Gestellte Aufgabe
Sammle bitte aus dem Material unten jede Zeile, in der das Wort „seated“ vorkommt, und gib diese Zeilen unverändert wieder.

---- Zu verwendendes Material

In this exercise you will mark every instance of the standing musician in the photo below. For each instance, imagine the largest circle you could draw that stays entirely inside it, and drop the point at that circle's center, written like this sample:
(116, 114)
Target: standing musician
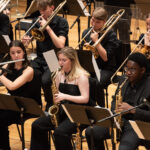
(21, 81)
(107, 49)
(72, 82)
(55, 37)
(133, 91)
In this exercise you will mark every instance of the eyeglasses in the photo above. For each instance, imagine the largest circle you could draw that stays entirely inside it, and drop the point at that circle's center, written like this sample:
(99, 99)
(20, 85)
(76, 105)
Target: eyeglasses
(132, 70)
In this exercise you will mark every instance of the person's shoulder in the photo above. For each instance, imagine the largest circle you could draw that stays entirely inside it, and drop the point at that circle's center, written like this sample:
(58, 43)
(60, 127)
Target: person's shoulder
(29, 69)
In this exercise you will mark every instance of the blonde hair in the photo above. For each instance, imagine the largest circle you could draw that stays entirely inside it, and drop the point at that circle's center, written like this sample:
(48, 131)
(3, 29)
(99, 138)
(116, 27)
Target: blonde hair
(42, 4)
(76, 69)
(100, 13)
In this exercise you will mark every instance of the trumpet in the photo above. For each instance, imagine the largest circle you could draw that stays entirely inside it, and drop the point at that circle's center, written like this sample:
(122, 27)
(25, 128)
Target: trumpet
(103, 31)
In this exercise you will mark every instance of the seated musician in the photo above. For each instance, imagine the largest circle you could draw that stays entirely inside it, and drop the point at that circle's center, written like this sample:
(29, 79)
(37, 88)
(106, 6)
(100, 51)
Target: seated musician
(144, 47)
(5, 25)
(55, 34)
(133, 91)
(21, 81)
(73, 87)
(107, 49)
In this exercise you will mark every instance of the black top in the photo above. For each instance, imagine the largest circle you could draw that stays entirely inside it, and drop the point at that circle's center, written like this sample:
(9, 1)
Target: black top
(28, 90)
(60, 27)
(5, 26)
(111, 44)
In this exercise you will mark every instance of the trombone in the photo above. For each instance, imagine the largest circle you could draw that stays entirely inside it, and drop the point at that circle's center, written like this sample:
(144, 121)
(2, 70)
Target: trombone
(105, 29)
(38, 33)
(111, 79)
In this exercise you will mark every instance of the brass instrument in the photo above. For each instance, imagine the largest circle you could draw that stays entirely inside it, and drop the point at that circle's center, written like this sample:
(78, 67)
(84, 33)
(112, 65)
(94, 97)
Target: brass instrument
(38, 33)
(105, 29)
(3, 4)
(54, 109)
(78, 138)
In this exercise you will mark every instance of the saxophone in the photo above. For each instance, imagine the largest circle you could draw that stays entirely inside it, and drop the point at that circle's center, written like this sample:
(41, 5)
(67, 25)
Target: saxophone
(78, 138)
(54, 109)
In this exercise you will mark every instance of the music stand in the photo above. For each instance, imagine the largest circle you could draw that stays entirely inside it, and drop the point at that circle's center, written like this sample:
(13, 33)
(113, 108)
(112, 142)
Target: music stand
(22, 105)
(90, 116)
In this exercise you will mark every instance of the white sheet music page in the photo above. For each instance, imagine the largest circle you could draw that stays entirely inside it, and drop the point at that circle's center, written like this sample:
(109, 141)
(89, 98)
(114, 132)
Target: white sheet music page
(86, 13)
(97, 70)
(136, 129)
(51, 60)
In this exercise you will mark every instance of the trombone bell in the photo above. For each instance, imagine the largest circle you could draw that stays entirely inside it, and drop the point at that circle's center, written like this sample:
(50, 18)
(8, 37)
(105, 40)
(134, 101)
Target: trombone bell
(89, 47)
(37, 34)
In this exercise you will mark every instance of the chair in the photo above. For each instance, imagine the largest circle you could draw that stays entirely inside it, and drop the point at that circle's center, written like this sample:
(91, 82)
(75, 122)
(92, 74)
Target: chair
(37, 90)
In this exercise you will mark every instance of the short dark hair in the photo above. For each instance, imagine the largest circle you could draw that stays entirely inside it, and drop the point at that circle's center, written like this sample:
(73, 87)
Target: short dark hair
(140, 59)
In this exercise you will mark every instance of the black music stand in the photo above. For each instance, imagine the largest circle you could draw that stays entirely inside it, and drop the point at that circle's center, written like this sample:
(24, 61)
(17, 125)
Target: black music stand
(22, 105)
(91, 116)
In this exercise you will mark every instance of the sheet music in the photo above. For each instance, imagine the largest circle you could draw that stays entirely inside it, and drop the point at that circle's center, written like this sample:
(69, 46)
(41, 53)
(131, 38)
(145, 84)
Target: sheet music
(136, 129)
(27, 20)
(51, 60)
(97, 70)
(86, 13)
(32, 8)
(7, 39)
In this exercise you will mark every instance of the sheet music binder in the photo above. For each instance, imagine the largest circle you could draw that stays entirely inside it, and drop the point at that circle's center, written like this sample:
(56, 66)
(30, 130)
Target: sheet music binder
(22, 105)
(14, 103)
(78, 114)
(141, 128)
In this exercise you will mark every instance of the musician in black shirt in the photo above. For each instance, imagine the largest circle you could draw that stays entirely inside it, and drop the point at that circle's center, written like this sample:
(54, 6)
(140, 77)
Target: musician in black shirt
(55, 37)
(133, 91)
(106, 59)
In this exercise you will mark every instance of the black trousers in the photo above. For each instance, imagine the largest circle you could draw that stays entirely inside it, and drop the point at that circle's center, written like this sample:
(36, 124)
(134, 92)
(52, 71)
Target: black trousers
(104, 82)
(129, 139)
(62, 134)
(46, 80)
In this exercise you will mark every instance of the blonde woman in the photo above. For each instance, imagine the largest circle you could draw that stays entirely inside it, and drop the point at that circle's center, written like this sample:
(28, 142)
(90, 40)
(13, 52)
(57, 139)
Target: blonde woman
(72, 82)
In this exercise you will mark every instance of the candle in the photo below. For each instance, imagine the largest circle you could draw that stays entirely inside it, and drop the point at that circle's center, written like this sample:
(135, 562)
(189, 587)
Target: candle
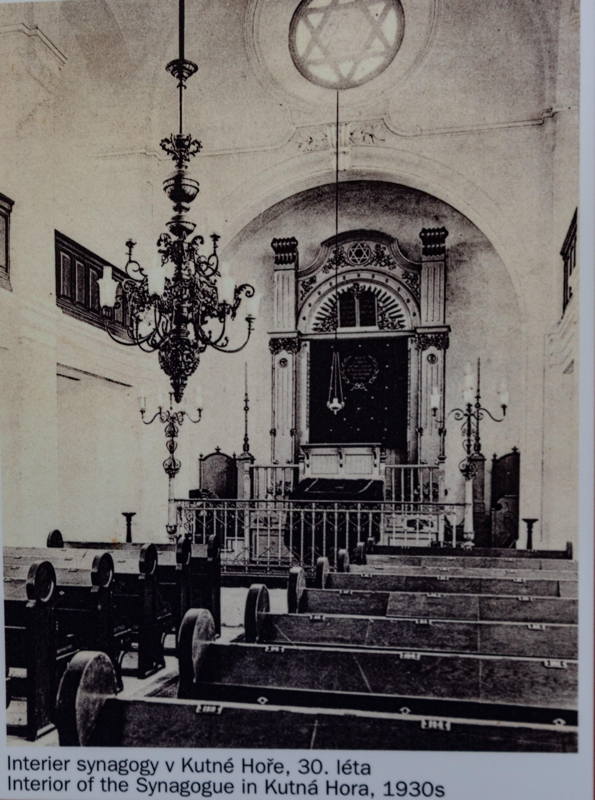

--------

Lösung der Aufgabe
In this exercise you will mark every instance of the seated musician in the photo above. For each instance, imagine the largest circle you could draw that stays entirely inside it, and drop the point at that circle's center, written like this sample:
Target: seated musician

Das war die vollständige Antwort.